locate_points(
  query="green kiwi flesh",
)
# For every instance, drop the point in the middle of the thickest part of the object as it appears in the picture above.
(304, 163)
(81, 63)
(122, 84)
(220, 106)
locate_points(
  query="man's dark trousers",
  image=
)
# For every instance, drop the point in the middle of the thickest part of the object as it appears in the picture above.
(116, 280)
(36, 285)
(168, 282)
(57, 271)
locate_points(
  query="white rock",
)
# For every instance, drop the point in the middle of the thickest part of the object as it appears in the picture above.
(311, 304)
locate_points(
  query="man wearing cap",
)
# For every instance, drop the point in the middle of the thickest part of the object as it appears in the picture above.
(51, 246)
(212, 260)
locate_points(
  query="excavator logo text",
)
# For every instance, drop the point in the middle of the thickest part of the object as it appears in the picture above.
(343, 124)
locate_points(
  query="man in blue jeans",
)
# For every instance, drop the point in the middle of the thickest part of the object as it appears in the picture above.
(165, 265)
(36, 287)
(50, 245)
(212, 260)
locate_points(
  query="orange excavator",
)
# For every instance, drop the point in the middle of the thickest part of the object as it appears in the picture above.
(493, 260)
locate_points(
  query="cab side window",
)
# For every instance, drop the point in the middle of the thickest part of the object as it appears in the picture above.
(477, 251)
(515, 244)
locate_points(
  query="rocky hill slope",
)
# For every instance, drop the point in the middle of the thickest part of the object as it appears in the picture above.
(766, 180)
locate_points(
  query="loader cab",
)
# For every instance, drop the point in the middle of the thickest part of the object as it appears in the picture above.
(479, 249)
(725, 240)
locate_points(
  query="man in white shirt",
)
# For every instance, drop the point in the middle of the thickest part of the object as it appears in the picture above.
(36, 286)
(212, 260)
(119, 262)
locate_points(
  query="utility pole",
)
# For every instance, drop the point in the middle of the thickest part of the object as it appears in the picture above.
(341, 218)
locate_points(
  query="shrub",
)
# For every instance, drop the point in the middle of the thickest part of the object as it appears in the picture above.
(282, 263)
=======
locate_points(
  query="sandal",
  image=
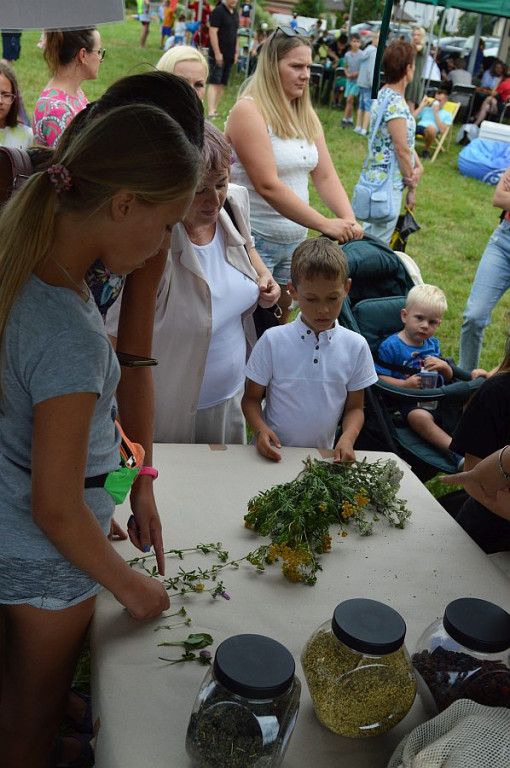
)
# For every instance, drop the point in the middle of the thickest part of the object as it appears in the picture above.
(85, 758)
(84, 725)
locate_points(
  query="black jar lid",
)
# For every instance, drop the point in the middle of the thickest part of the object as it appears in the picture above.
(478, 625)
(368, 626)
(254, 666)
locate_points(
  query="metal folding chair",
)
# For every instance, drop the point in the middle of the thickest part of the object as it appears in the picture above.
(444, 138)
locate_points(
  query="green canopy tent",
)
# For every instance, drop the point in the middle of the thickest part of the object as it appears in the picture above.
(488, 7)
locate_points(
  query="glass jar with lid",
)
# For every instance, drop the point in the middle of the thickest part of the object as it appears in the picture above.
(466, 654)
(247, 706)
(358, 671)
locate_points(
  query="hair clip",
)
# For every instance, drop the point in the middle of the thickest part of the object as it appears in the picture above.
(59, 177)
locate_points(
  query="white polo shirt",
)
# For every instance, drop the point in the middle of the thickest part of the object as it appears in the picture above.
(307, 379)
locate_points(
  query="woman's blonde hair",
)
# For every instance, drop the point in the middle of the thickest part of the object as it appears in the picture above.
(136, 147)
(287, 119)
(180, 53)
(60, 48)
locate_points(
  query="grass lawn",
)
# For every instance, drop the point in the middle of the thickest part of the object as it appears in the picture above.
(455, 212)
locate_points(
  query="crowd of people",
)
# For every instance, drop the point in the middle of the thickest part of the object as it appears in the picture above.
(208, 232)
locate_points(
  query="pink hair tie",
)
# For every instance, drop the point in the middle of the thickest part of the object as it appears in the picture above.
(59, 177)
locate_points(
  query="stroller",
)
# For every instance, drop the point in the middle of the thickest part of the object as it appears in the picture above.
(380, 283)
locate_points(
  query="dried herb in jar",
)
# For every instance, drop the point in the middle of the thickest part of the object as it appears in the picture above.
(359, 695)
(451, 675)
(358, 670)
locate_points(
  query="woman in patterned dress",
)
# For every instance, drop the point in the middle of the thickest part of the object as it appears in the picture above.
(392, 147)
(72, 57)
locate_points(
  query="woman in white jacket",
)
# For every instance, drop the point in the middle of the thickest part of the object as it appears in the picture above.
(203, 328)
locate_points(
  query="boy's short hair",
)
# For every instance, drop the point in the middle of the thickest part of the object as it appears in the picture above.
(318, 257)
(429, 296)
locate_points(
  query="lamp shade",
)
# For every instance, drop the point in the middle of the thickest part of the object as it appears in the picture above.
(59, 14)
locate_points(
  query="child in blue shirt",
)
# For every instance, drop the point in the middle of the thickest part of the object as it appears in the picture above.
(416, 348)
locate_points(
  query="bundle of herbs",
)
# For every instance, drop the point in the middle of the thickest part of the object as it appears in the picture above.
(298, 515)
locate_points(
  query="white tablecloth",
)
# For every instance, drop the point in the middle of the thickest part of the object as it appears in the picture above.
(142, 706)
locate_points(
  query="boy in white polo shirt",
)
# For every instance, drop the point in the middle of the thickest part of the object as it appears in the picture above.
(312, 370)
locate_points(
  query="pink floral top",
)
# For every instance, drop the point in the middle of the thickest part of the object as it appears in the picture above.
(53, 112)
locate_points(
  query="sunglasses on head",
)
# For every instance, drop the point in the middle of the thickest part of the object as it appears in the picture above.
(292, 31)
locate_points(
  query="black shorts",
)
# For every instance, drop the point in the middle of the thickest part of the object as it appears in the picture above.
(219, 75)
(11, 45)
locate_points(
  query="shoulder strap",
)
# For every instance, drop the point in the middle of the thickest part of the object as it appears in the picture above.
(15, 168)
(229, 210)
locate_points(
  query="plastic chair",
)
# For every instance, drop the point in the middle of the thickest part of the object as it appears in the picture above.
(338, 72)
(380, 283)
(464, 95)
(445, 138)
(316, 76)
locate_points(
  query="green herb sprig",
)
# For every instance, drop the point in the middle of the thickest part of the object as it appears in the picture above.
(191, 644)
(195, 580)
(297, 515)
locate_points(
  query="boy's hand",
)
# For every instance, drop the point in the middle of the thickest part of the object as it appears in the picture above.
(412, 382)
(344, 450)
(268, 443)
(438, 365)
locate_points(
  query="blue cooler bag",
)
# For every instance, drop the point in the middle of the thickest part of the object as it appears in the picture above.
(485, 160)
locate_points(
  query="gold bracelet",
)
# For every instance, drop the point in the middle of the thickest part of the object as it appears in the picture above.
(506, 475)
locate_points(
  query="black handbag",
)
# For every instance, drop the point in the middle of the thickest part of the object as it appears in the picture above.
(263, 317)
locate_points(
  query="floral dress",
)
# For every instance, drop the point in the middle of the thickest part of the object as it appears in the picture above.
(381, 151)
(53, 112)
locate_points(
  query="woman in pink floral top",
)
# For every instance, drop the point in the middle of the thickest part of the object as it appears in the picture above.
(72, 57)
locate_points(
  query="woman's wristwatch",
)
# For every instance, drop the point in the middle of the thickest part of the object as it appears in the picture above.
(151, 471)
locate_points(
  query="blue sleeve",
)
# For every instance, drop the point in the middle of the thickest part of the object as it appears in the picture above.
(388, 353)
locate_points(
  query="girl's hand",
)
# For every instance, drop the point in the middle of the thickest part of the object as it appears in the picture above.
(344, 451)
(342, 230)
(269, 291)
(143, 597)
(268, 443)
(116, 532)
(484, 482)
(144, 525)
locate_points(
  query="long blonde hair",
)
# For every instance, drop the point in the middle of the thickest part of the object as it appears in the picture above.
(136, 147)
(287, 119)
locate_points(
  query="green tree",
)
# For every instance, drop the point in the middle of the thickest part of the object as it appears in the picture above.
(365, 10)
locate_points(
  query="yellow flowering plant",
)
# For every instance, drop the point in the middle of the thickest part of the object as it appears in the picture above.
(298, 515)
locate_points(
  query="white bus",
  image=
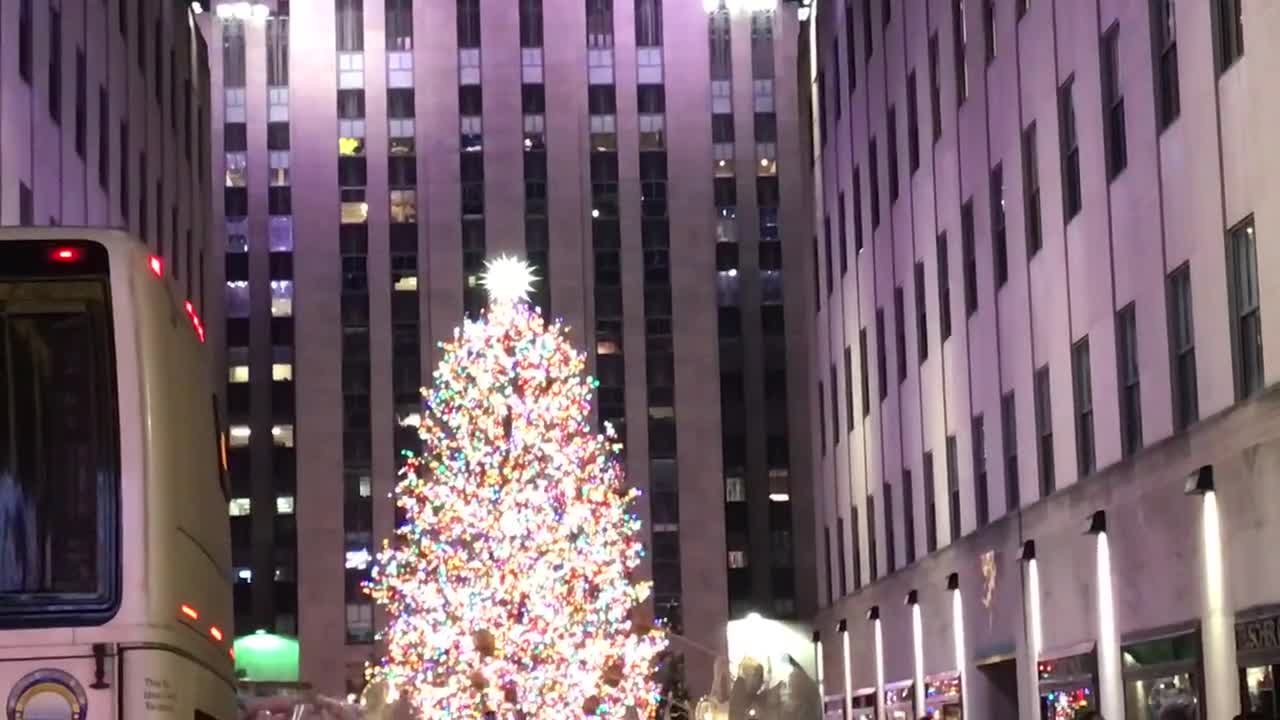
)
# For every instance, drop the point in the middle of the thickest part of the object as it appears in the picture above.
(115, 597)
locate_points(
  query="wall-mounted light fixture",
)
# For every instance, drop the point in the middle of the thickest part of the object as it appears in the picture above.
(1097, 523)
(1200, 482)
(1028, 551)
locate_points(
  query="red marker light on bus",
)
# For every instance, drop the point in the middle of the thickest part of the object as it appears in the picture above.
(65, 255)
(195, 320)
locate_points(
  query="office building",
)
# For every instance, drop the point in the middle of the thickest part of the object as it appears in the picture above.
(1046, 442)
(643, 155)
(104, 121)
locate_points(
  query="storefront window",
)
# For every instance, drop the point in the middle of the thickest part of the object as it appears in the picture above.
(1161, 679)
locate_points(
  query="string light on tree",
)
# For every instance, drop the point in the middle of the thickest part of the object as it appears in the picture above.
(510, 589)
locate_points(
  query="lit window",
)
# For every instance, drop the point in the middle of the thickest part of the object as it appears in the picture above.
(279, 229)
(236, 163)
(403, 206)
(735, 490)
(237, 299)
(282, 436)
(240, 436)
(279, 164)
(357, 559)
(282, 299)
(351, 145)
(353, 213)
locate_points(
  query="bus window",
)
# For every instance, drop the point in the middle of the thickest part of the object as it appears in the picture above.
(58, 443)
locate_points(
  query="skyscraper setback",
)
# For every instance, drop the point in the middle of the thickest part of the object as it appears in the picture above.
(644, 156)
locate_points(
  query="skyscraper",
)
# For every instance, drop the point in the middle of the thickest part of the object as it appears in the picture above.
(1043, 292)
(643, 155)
=======
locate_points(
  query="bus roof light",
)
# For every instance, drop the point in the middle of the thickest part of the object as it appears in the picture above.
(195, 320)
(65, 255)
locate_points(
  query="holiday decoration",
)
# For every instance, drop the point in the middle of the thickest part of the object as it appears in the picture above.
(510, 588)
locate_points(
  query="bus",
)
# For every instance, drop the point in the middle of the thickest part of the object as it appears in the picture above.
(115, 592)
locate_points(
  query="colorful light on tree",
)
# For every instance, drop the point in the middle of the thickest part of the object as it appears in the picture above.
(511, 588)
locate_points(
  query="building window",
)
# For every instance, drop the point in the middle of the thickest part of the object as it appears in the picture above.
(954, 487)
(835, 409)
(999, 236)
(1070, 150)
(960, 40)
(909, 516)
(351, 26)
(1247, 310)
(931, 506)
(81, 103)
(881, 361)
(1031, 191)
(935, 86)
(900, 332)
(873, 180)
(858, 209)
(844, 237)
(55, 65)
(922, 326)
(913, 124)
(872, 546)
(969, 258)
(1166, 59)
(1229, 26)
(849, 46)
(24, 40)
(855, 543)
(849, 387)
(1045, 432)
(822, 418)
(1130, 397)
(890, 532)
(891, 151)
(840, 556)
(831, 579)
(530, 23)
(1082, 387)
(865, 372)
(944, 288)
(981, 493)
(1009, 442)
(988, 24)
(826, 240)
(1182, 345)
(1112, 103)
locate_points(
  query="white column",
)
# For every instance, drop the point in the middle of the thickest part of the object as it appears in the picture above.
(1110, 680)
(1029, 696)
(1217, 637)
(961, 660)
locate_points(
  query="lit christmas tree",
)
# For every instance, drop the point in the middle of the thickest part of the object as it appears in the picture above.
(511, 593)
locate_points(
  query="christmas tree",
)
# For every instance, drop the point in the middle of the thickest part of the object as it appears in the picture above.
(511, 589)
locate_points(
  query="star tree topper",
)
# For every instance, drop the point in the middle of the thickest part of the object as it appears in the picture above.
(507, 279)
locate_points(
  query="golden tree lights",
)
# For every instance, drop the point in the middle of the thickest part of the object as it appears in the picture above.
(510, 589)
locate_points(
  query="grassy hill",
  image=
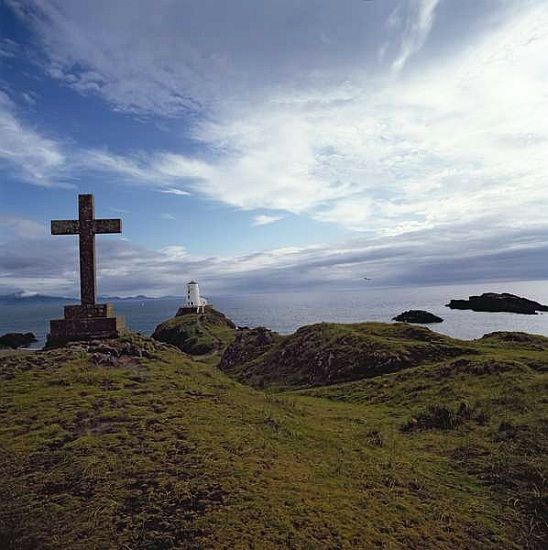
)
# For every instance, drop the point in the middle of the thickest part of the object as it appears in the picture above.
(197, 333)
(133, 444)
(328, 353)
=======
**IL PROBLEMA**
Indica soltanto il numero delle righe di testo qui sopra in cui compare la stringa "shirt".

**RISULTATO**
4